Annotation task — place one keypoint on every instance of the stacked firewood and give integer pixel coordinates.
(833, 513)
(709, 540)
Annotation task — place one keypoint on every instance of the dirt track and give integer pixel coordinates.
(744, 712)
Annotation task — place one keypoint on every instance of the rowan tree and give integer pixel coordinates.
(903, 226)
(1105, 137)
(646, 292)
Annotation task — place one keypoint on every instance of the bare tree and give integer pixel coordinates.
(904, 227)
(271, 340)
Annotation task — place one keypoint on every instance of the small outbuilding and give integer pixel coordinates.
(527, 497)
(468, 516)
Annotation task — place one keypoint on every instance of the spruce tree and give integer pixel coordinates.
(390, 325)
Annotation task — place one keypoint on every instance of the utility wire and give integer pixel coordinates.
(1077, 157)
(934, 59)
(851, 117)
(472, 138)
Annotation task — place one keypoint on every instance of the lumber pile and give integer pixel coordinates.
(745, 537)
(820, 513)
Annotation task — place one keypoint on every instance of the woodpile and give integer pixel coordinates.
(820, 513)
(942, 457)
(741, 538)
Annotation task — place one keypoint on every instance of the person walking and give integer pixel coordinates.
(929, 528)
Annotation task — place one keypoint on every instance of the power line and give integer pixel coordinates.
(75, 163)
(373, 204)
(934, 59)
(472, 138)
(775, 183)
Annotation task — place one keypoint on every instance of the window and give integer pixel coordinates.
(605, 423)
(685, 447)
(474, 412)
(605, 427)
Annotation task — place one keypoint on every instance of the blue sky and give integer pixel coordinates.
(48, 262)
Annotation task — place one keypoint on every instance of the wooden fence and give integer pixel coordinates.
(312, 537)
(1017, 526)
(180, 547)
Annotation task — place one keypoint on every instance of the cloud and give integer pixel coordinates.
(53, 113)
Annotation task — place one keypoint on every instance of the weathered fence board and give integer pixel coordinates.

▬▬▬▬▬▬▬▬▬▬

## SHORT PROBLEM
Give back the whole listing, word for word.

## WRITTEN REPLY
Annotation task — place one keypoint on every instance of the stacked firewood and give integer pixel coordinates.
(833, 513)
(709, 540)
Annotation task — place one keypoint on every instance of the dirt track and give integer pixel coordinates.
(744, 712)
Annotation task — place one keypoint on every instance of the rowan tree and give integer pixel coordinates.
(903, 226)
(1105, 137)
(646, 292)
Annotation task — place one keypoint on every instance of the bare tree and give integer pixel coordinates.
(904, 227)
(271, 340)
Annotation task — place one keypoint on every instance of the small outbuilding and give integer pixel coordinates.
(527, 497)
(468, 516)
Annotation task — place one keypoint on every instance of the spruce tree and give integer pixel coordinates.
(390, 325)
Annotation task — place one keypoint on every instance of the utility wire and give integer pixel coordinates.
(1077, 157)
(934, 59)
(851, 117)
(472, 138)
Annotation task — place one keypoint on every instance of the lumber pile and give integer pixel coordinates.
(745, 537)
(820, 513)
Annotation task — place one keypoint on every instance of the woodpile and give integer pixel coordinates.
(820, 513)
(942, 457)
(741, 538)
Annotation task — place one keypoint on every instance of the person walking and give integer pixel coordinates.
(929, 528)
Annotation task — place one keypoint on every instance of the power line and give integer pixel coordinates.
(75, 163)
(373, 204)
(934, 59)
(472, 138)
(775, 183)
Annotation task — place one keypoint on every instance of the window and give integer pixel coordinates.
(605, 423)
(685, 447)
(474, 412)
(605, 427)
Annotation task — place one keypoint on every instance of the blue sky and give integer pixel coordinates.
(48, 262)
Annotation task — place one keypoint on every instance of the wooden fence and give integer pixel coordinates.
(312, 537)
(1017, 526)
(180, 547)
Annotation task — place one keypoint on every instance of the cloud and give integer pixel coordinates.
(53, 113)
Annotation task — place one keypoint on every instance of the weathered fence board and give integer pixel coordinates.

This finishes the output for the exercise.